DESCRIPTION OF THE TASK ::
As soon as the line containing "Target: the white and orange dog" appears, copy it and every following line word for word until the records end.

▬▬▬▬▬▬

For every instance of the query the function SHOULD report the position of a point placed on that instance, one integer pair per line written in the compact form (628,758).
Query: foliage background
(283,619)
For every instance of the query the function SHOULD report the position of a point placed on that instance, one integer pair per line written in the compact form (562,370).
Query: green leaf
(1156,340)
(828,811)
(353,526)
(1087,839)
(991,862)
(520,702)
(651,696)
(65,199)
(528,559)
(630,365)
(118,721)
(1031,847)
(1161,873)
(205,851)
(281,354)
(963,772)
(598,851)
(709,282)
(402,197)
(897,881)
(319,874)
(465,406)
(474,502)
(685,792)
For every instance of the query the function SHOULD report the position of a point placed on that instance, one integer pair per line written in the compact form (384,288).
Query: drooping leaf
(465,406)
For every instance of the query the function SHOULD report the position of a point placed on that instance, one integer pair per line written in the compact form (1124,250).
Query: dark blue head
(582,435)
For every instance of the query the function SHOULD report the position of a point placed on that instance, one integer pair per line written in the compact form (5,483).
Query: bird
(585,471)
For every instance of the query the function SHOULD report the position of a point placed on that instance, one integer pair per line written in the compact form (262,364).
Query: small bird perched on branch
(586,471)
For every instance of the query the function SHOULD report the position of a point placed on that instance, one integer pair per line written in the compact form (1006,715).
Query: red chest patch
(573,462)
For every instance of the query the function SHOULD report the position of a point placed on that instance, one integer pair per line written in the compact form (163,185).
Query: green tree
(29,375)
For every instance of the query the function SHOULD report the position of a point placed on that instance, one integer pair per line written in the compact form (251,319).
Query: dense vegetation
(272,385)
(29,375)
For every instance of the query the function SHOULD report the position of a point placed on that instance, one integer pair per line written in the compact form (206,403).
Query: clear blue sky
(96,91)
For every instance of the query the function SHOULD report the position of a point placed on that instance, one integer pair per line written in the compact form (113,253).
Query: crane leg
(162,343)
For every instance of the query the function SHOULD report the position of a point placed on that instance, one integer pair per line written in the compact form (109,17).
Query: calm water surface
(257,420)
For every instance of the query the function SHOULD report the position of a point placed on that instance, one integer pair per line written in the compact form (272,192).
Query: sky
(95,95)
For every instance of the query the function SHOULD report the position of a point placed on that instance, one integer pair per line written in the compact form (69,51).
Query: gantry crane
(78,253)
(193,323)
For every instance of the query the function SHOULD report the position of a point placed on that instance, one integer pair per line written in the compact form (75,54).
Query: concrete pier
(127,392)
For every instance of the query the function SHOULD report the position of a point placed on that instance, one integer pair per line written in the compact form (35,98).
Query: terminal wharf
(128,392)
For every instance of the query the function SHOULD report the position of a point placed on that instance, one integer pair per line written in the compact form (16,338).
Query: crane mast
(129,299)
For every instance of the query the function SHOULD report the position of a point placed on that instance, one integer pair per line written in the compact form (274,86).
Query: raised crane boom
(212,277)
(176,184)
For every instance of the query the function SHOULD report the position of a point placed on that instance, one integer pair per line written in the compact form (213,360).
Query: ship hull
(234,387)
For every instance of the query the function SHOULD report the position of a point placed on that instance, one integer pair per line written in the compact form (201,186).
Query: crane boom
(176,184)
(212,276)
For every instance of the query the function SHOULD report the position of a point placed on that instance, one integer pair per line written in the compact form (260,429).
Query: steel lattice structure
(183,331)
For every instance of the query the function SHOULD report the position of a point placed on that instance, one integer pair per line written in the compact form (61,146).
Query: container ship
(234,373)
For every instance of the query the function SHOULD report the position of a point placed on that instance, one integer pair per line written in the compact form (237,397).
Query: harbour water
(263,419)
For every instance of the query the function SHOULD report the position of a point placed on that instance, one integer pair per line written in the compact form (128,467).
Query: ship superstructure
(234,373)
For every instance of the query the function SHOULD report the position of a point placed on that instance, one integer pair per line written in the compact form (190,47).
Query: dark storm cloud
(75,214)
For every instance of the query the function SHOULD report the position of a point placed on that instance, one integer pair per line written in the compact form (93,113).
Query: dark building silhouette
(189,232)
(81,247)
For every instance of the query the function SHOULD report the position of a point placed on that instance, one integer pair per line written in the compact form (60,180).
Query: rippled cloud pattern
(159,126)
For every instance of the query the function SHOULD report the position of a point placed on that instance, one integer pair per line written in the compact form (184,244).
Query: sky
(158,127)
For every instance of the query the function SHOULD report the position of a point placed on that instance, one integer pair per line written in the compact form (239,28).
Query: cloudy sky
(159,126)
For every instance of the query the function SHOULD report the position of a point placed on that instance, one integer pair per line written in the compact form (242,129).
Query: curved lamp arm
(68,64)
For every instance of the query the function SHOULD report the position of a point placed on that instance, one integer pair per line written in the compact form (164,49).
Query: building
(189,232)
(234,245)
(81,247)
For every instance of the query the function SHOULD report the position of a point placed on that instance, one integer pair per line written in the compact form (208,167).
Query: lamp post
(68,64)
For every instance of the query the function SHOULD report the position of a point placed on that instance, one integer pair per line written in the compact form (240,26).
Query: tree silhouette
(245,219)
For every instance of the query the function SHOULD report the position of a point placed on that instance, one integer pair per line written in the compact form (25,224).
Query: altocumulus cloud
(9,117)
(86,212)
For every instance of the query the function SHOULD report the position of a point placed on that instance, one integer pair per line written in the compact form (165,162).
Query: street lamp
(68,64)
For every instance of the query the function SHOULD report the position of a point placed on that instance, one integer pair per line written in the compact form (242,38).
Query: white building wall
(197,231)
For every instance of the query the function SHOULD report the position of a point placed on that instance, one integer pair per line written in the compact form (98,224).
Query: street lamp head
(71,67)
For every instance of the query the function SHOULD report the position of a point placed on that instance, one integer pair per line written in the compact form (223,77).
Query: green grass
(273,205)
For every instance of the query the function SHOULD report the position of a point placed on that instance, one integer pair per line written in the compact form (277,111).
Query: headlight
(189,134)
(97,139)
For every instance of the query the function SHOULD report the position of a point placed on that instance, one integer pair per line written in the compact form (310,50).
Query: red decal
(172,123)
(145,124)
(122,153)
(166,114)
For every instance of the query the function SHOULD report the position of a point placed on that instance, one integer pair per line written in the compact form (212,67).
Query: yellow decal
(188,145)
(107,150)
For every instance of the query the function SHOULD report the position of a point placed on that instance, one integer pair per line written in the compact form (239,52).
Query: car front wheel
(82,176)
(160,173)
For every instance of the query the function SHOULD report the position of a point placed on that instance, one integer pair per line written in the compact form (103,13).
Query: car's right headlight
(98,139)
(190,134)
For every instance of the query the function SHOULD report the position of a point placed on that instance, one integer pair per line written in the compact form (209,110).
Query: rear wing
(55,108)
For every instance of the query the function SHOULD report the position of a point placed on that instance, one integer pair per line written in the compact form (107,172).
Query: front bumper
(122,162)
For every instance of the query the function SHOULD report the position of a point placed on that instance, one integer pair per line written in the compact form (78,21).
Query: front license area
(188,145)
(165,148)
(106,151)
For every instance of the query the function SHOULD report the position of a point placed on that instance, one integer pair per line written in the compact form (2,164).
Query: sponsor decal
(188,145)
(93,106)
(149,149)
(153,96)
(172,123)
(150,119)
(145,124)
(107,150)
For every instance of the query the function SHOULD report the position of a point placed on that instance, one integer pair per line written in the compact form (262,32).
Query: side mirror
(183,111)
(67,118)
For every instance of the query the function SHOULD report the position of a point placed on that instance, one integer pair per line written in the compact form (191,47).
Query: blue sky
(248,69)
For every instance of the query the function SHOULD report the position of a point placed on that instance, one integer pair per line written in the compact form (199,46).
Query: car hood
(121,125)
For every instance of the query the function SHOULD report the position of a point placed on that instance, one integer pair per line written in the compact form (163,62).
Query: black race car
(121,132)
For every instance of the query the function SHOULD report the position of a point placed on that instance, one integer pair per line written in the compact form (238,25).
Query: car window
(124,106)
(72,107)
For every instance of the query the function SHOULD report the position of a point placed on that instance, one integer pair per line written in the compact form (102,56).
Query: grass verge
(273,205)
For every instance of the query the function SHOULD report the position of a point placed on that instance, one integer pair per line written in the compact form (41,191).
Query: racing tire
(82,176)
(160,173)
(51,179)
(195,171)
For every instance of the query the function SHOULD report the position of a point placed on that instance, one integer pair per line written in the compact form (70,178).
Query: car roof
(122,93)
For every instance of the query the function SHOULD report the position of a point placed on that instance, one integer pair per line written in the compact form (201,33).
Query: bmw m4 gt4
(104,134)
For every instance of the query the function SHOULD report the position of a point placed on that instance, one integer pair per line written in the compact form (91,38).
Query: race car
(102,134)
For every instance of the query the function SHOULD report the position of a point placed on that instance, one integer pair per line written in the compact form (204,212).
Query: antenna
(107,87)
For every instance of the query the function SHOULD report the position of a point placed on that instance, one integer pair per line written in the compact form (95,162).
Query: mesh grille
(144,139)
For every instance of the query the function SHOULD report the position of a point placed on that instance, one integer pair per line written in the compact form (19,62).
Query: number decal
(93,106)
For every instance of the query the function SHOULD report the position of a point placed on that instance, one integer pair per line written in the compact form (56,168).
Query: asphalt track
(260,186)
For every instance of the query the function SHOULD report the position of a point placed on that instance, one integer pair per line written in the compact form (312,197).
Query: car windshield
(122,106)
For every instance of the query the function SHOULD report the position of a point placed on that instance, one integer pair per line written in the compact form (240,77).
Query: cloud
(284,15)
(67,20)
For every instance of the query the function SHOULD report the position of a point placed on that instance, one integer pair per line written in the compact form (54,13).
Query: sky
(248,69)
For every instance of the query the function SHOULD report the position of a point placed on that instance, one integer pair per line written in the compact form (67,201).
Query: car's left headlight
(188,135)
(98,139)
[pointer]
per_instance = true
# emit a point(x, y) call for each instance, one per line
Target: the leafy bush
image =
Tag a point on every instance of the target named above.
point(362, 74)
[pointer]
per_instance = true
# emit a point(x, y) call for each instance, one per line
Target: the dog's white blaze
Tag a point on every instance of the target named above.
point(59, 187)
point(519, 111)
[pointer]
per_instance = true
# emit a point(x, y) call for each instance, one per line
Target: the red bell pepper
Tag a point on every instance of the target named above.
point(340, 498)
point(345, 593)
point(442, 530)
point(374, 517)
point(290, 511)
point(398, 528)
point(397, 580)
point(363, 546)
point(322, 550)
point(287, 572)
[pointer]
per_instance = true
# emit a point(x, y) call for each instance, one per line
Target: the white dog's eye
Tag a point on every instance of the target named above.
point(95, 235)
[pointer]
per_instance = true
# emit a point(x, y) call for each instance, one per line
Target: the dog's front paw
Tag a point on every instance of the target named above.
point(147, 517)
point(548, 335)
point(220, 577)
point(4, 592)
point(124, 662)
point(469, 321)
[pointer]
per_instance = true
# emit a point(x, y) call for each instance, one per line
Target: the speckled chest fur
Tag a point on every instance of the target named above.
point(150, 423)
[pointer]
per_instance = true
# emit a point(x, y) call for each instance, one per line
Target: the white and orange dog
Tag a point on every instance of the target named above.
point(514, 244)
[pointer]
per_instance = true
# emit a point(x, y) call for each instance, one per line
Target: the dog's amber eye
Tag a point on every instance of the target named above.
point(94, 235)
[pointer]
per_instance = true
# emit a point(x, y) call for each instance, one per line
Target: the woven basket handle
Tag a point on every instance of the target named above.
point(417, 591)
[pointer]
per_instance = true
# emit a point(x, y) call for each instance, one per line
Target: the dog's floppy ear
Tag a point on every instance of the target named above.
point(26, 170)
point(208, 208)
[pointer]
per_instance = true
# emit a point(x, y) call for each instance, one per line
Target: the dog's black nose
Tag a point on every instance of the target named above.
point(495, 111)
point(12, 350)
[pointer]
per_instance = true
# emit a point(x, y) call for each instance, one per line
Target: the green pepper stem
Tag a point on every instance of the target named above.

▬▬▬▬▬▬

EXPECTED OUTPUT ::
Target: the white and orange dog
Tag a point on every instance of the target named above.
point(514, 244)
[pointer]
per_instance = true
# emit a point(x, y) call for each instance, one per line
Target: the dog's amber eye
Tag a point on every instance of the target named above.
point(94, 235)
[pointer]
per_instance = true
# emit a point(x, y) call for each instance, one per line
Target: the woven basket handle
Tag a point on every instance of the target named above.
point(417, 591)
[pointer]
per_instance = true
# emit a point(x, y) call for each instance, one per line
Target: the dog's floppy ear
Tag a point on every instance of the target named above.
point(26, 170)
point(208, 208)
[pointer]
per_instance = true
# emit a point(x, y) call for each instance, one per line
Target: the dog's black nose
Tag a point on every instance of the target named above.
point(495, 111)
point(12, 350)
[pointer]
per_instance = true
# emit a point(x, y) call for each instance, one per line
Target: the green pepper stem
Tag a point on every instance of the target named above.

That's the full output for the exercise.